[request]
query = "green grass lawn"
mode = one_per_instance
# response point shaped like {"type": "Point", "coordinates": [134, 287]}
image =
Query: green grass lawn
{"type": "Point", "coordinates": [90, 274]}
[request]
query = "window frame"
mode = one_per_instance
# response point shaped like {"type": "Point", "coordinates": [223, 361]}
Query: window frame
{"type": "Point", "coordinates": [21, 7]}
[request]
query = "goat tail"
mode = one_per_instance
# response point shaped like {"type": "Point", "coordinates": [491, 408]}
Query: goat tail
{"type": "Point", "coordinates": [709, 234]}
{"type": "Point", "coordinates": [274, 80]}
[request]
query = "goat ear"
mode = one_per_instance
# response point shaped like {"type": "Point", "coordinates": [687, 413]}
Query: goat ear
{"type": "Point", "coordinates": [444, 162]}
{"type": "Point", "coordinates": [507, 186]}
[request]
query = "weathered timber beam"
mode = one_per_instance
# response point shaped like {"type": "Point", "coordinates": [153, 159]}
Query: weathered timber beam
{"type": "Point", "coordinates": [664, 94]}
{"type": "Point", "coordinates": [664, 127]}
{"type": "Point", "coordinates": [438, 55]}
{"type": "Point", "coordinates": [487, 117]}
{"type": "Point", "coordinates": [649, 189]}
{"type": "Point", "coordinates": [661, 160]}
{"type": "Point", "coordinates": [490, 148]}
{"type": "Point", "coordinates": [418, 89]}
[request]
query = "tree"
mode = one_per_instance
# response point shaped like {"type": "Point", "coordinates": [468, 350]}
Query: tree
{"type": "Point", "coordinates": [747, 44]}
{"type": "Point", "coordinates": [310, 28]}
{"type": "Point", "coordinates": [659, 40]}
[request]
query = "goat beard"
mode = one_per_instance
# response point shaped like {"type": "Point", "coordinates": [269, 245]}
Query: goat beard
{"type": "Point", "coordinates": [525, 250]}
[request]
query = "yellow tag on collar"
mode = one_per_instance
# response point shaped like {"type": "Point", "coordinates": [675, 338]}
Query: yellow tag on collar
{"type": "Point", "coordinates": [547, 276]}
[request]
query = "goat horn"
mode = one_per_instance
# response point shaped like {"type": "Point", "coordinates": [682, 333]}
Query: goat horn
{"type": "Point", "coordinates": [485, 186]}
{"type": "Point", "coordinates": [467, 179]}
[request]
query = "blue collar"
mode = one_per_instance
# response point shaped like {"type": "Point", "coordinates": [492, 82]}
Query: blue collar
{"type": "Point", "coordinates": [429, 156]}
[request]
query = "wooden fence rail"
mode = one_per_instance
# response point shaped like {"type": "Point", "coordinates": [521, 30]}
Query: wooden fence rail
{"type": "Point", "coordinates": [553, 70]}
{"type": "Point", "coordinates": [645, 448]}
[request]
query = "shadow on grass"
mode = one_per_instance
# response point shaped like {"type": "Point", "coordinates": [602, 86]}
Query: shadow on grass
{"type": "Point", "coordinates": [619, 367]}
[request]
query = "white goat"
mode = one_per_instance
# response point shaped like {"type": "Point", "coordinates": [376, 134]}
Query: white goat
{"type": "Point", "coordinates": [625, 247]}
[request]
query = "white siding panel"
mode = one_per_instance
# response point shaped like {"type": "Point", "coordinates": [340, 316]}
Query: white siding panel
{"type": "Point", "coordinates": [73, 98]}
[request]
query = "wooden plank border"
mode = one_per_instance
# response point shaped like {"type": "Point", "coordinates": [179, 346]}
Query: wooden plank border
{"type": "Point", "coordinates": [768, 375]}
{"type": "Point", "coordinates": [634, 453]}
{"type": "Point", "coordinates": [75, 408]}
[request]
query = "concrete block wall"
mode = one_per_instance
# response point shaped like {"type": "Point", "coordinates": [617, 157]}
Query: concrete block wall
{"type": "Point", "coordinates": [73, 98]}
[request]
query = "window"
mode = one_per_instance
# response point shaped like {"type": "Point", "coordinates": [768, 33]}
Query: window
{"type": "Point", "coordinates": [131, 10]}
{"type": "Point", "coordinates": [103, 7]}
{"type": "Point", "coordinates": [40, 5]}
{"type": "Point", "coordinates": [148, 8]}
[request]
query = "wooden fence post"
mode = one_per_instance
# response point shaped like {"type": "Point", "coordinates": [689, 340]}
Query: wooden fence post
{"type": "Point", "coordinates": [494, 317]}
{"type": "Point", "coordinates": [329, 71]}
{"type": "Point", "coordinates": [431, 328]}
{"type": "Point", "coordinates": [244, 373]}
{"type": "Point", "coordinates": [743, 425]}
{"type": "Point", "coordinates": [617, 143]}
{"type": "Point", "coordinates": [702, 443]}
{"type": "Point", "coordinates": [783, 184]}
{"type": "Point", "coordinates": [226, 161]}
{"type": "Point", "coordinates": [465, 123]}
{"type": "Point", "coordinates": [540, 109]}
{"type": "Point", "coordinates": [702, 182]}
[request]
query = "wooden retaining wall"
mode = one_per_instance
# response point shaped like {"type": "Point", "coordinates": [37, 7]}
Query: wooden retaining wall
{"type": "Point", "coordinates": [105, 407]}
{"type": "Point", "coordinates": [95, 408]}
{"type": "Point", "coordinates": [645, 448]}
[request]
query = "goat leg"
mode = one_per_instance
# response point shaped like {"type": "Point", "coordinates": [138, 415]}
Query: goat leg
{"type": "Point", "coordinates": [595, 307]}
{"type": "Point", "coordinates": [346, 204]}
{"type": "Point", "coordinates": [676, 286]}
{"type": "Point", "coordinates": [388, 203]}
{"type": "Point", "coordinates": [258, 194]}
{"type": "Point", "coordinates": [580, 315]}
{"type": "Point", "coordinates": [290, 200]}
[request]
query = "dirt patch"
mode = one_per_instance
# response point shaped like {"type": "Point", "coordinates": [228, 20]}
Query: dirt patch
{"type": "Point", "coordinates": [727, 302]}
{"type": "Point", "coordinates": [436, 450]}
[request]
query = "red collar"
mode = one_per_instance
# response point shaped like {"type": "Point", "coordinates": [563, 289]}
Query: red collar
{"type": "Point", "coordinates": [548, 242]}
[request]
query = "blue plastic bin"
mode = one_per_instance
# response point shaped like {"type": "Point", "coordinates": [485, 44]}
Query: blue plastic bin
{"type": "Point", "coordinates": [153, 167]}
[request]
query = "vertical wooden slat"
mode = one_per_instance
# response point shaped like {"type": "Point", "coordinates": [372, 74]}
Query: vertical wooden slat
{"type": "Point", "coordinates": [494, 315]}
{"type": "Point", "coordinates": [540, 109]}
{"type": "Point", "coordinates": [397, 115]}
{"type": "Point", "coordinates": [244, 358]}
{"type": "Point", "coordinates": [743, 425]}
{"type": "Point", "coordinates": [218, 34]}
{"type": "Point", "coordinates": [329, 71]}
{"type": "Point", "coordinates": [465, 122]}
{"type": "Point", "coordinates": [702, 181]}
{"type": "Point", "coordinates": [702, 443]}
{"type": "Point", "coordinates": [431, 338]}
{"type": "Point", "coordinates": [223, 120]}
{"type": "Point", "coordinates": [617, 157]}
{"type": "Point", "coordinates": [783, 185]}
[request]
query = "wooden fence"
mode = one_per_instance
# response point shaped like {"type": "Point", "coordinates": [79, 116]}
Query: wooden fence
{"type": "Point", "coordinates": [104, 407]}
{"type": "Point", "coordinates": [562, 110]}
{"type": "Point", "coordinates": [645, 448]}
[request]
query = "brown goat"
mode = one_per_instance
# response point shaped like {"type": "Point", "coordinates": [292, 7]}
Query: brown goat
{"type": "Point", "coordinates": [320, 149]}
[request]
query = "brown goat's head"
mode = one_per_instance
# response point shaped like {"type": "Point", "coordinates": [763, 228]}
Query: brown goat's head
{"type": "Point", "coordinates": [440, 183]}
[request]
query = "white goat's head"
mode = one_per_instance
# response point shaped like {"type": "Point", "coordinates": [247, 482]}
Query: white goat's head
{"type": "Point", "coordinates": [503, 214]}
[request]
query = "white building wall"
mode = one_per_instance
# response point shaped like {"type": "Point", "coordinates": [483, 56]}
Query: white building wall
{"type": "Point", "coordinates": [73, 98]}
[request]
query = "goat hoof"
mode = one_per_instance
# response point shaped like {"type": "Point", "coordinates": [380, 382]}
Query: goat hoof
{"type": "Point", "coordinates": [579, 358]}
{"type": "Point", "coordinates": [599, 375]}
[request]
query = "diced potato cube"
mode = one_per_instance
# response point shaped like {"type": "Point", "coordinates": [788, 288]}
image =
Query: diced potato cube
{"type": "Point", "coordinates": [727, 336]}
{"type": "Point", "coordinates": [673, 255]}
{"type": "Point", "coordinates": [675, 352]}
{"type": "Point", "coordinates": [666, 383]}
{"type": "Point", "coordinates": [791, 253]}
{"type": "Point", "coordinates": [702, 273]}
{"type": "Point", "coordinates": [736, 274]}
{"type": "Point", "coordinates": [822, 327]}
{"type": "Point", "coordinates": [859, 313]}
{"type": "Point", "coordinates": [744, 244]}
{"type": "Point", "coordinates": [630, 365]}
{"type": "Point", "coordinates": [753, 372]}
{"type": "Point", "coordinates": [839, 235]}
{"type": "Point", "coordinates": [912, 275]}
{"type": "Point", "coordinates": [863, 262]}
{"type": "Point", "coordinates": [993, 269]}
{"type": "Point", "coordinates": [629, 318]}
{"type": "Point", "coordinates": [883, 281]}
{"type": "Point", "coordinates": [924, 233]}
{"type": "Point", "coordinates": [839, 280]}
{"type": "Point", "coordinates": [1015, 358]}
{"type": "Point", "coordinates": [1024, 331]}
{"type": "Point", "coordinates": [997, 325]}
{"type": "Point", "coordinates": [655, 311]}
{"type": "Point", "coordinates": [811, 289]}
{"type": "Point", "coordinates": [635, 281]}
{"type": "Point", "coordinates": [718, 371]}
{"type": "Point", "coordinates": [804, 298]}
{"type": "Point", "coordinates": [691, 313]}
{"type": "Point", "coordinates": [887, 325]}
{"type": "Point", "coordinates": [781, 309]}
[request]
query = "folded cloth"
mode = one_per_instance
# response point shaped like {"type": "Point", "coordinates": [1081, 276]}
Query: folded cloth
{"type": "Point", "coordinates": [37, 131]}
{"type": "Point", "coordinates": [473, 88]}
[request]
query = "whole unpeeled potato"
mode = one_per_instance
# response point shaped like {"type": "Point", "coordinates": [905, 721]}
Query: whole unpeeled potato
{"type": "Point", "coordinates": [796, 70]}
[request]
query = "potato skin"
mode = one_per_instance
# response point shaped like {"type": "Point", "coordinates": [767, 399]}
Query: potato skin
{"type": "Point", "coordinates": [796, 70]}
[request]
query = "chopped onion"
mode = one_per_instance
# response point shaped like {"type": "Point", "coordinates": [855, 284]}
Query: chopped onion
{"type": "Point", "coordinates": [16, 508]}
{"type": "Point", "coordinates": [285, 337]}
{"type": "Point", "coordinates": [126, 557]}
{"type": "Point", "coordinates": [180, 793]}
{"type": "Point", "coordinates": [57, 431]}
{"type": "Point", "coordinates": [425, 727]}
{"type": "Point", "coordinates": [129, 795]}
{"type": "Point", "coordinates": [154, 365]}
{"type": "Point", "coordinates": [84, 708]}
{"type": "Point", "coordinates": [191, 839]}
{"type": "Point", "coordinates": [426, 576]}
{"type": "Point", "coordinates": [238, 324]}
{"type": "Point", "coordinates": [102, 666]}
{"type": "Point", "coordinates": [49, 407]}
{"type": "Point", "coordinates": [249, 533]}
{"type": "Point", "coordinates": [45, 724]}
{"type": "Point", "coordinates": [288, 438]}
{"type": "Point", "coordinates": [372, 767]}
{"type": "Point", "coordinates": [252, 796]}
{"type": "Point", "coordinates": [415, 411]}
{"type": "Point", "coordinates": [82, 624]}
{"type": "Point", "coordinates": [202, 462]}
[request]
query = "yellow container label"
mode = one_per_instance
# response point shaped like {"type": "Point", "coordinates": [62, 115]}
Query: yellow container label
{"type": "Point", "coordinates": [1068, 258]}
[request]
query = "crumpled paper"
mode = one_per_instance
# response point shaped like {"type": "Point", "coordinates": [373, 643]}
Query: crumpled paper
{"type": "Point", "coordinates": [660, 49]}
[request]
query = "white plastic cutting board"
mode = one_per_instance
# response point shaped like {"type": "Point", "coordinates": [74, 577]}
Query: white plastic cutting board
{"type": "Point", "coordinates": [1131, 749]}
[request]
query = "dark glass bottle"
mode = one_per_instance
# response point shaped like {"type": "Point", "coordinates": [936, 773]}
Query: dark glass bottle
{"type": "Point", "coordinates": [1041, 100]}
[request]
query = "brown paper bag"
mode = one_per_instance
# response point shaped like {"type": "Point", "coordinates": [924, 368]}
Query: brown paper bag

**Exercise details**: Please find every line in the records that contains the string "grass", matching case exactly, and copy each of those lines out in full.

**Full output**:
query = "green grass lawn"
Query: green grass lawn
query = "shadow on grass"
Query: shadow on grass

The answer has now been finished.